Records from a data collection:
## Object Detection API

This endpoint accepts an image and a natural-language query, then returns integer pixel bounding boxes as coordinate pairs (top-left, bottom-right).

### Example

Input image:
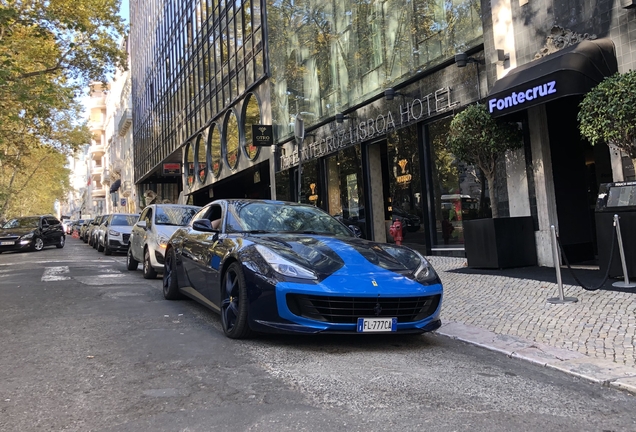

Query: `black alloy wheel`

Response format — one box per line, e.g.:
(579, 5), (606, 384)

(144, 248), (157, 279)
(163, 248), (183, 300)
(221, 262), (254, 339)
(31, 236), (44, 252)
(126, 246), (139, 270)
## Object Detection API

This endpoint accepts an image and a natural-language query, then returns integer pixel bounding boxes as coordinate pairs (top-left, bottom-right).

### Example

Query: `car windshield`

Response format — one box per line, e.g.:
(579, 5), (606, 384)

(155, 206), (201, 226)
(2, 217), (40, 229)
(110, 215), (139, 225)
(228, 202), (353, 237)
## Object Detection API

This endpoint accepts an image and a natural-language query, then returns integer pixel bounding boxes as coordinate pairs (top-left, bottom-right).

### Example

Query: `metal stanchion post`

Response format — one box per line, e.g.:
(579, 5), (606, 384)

(609, 214), (636, 288)
(548, 225), (579, 304)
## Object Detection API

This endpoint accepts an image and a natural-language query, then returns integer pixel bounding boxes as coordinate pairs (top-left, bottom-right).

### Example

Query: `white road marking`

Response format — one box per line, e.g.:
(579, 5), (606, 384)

(42, 266), (70, 282)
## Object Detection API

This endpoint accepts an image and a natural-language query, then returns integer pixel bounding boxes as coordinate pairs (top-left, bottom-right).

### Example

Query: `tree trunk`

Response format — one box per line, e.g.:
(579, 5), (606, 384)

(485, 173), (499, 219)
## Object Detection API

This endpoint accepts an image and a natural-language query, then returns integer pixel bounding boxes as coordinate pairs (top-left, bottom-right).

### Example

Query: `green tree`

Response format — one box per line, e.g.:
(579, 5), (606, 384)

(446, 104), (523, 218)
(0, 0), (126, 216)
(0, 147), (70, 218)
(578, 71), (636, 172)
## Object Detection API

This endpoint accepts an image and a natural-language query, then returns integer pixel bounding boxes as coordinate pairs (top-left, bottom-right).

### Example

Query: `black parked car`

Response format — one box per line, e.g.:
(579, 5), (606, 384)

(0, 215), (66, 252)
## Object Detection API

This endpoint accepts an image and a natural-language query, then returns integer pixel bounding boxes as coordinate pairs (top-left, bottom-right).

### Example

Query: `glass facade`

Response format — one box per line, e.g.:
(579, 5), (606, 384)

(428, 117), (490, 248)
(267, 0), (482, 140)
(130, 0), (266, 181)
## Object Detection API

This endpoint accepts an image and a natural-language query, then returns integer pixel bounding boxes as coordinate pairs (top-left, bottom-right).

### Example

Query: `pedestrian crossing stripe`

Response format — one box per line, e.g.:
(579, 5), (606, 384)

(42, 266), (70, 282)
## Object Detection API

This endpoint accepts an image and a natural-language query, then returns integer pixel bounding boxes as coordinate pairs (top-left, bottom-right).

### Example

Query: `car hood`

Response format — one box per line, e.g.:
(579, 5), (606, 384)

(0, 228), (37, 237)
(250, 234), (419, 279)
(108, 225), (132, 234)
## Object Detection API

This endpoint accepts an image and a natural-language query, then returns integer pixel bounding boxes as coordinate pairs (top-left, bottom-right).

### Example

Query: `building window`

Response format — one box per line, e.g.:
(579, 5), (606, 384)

(243, 94), (261, 160)
(195, 134), (208, 183)
(208, 123), (221, 177)
(223, 110), (239, 170)
(183, 143), (194, 187)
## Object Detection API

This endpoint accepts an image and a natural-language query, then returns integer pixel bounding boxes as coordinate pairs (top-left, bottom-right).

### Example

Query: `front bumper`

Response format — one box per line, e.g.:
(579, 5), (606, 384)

(245, 272), (443, 334)
(0, 239), (33, 252)
(108, 238), (129, 252)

Task requirements:
Can you add 105 to every coordinate in the answers and write out again the stretch from the start of the records through the line containing "(228, 202), (353, 237)", both ends included, leaving every other line as it stands and omitting the pictures?

Expected answer:
## Object Detection API

This endpoint accepts an image and a natural-language query, then returns integer pixel bounding boxes as coordinate pairs (top-left, bottom-right).

### Example

Input image:

Query: `black alloy wheel`

Response format — one box per line, e.g.:
(579, 5), (606, 384)

(249, 353), (262, 384)
(268, 353), (288, 405)
(326, 367), (359, 444)
(136, 341), (149, 357)
(231, 351), (244, 375)
## Object Detection API

This endpoint accepts an image and a natural-language query, then returns integer pixel bounding boxes as coordinate pairs (top-left, bottom-right).

### Example

Query: `car windshield`

Response format — one box per line, e.g.:
(579, 5), (606, 384)

(260, 311), (306, 331)
(107, 322), (145, 334)
(215, 320), (244, 330)
(333, 307), (458, 342)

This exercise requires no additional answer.